[Entries from a point annotation set]
★ ★ ★
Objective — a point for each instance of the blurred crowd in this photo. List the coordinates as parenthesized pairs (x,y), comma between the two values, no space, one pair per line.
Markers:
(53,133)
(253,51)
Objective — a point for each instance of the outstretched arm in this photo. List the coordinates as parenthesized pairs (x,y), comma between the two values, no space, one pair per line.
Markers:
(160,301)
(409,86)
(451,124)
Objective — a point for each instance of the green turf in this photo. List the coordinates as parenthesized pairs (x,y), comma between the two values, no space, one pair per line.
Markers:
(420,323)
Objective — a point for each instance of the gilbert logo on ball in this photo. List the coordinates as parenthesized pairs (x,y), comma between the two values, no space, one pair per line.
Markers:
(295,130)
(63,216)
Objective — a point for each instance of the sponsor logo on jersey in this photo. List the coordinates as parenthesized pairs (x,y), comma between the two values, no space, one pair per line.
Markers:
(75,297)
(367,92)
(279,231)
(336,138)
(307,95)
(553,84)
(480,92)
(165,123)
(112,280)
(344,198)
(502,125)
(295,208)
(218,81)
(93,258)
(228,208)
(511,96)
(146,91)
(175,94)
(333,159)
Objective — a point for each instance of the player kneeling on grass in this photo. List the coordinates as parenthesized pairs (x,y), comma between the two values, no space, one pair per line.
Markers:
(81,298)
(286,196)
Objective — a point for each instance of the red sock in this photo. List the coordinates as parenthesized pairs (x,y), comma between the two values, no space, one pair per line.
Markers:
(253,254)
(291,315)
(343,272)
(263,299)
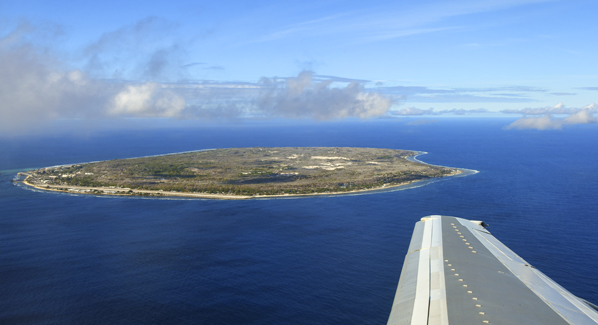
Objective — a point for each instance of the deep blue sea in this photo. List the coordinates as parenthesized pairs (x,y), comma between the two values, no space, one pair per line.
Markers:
(79,259)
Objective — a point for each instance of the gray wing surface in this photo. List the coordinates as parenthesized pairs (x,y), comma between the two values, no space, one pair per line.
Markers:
(456,272)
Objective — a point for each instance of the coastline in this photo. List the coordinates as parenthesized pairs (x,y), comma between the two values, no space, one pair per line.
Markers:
(128,192)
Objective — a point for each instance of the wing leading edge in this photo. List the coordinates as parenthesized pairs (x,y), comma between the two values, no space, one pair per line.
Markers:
(456,272)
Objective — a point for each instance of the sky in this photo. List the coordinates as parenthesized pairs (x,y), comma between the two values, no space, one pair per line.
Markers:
(309,60)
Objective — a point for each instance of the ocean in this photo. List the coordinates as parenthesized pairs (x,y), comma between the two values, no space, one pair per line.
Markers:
(73,259)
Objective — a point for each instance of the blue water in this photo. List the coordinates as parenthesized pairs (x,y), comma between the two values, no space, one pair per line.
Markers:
(71,259)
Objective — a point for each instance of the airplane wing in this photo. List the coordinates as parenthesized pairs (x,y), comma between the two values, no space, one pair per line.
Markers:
(456,272)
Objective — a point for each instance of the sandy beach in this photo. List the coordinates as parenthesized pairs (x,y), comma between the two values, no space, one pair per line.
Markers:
(151,193)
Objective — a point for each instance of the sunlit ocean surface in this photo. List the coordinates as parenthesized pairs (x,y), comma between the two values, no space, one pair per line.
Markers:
(74,259)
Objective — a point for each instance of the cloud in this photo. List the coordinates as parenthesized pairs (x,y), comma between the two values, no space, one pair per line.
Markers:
(545,122)
(146,100)
(37,87)
(510,94)
(302,97)
(416,111)
(422,121)
(556,109)
(585,115)
(563,94)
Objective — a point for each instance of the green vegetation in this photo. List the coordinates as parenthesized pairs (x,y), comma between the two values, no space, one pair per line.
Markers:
(246,171)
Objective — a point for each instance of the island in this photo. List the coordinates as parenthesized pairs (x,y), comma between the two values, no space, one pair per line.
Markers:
(242,173)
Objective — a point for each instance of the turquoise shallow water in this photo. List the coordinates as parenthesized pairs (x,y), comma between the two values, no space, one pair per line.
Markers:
(333,260)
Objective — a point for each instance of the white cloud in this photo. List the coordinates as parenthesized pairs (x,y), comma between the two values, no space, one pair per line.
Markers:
(545,122)
(147,100)
(302,97)
(585,115)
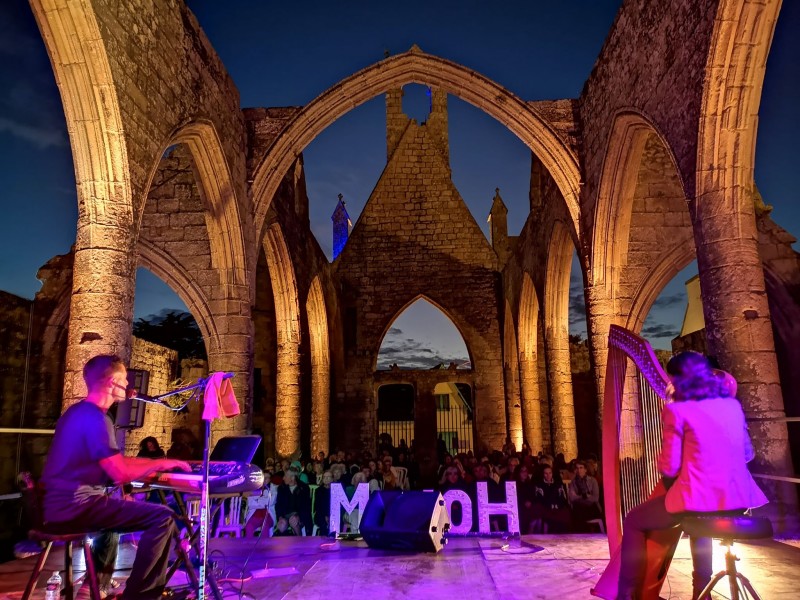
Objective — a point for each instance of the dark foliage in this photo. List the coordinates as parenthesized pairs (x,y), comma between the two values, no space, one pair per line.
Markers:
(173,329)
★ ★ ★
Each line in the records above should be reproduced exactly; images are not copied.

> **RESULT BELOW**
Objective — a point for each instance of the blurred crowd in this photo. List the coordinates as parenthesized pairs (x,y), comma between the two values, no space, one pair per line.
Markers:
(53,133)
(253,51)
Objective — a point for each instance of the outstretched arm in this photo. List the coordinates as parenthesized pairs (x,y), comma between the two values, no space, one pair per line.
Markers:
(160,301)
(409,86)
(451,124)
Objective — a point for each instance of the green turf in this photo. List the coordinates as parenthesized pairs (x,y), comma between the two values, no space, one pair per line.
Markers:
(420,323)
Objective — a point for each instance of the gilbert logo on ball in this photo. List the coordinates as parenthesized pairs (x,y), comma between the two values, no space, one pair per line.
Markers:
(295,130)
(63,216)
Objective — a point for each instance of the sponsor logo on jersey in this photo. List the coordinates as parenthesized pairs (x,y), comma between the two values, no space, one pair per line.
Markers:
(75,297)
(367,92)
(279,231)
(336,138)
(307,95)
(553,84)
(480,92)
(165,123)
(112,280)
(344,198)
(502,125)
(295,208)
(218,81)
(93,258)
(228,208)
(511,96)
(146,91)
(175,94)
(333,159)
Objective — a point for each instance of the player kneeling on grass in this photo. List the coordinates as parenthesized pairs (x,y), comma between the two values, no space, one pair per line.
Markers:
(81,298)
(286,196)
Objective — a point for each instance of the red sock in this photo. List the coordinates as parenthesized pairs (x,y), comma between the two values, no space, one pair per line.
Markers:
(253,254)
(291,315)
(343,272)
(263,299)
Objective — a point for each instance of the deep blue sea in this photo. List the coordinates as parenthesized pairs (x,y), comma between the two values, no space, one pair per line.
Markers:
(79,259)
Objective — a point for each instance of the gray wing surface in this photo. List the coordinates as parenthesized pairs (x,y), comma between the two values, no space, one pair per line.
Markers:
(456,272)
Objective — a point for each instance of the coastline in this photo. List the coordinates as parenthesized pairs (x,y), comma between the two values, no space, one pair per line.
Markers:
(128,192)
Objective — a point for each instance of the wing leading edge in this photo. List the coordinates as parenthesized pairs (x,y), comma between the two values, no space, one pair per line.
Markers:
(456,272)
Objective — a point for each instance of the sky in this photo. List the coordinates as parenthesized pairs (x,y), comma between the two values, no space, one pair per line.
Markers:
(309,60)
Objective — a point for each instance of the ocean in this photo. List the coordinates as parenthesized pairs (x,y), comma between the two values, no space, one pair per line.
Markers:
(73,259)
Objective — a point for each instance of the blue water in this photo. List the coordinates as parenthesized pairs (x,y), comma between the two values, no space, one pair per line.
Markers:
(71,259)
Objective — a point for each instance of the airplane wing in this photo. List the coordinates as parenthesized pairs (x,y), comma between the two values, no space, one pair per line.
Markers:
(456,272)
Objective — a point for each instance of the sandy beach in this photo. List the coordinates as parenthesized pairs (x,y), comma between the two values, no space, one pair per line.
Markers:
(151,193)
Objective — a point for each instance of the sunlit ocean surface in this photo. List the coordinates as parenthesized pairs (x,y), comma between the two values, no space, one pair per line.
Markers:
(74,259)
Objective — a point for each instance of the cloud in this photo. List the coordinates as parenthesized pairs (x,y), comma between the two values, no space, one pair per line.
Markers:
(545,122)
(146,100)
(37,87)
(510,94)
(302,97)
(416,111)
(422,121)
(556,109)
(585,115)
(563,94)
Objective — a point for each instance of the green vegetation in this photo. List the coordinates as parenthesized pairs (x,y), comma between the two values, no space, one pair per line.
Markers:
(246,171)
Objective — a point for each instance of the island in this photo. List the coordinates as parenthesized pairs (x,y), comma between the two values, no space, one pair per line.
Markers:
(242,173)
Objective — a point for each instance of the turquoise shallow water in this photo. List the coordinates as parenthesized pairs (x,y), comma between the two values, no space, one pair per line.
Markers:
(333,260)
Objective — a point for each instance of the white cloud in this photo. List the coordinates as parenthesized pairs (x,y), comma between the two values, no space, one pair per line.
Markers:
(545,122)
(147,100)
(302,97)
(585,115)
Objective — a point for each instance of the dark foliage in this photo. List the coordinates as parenthesized pairs (x,y), comma between the two values, no space, one pair per line.
Markers:
(173,329)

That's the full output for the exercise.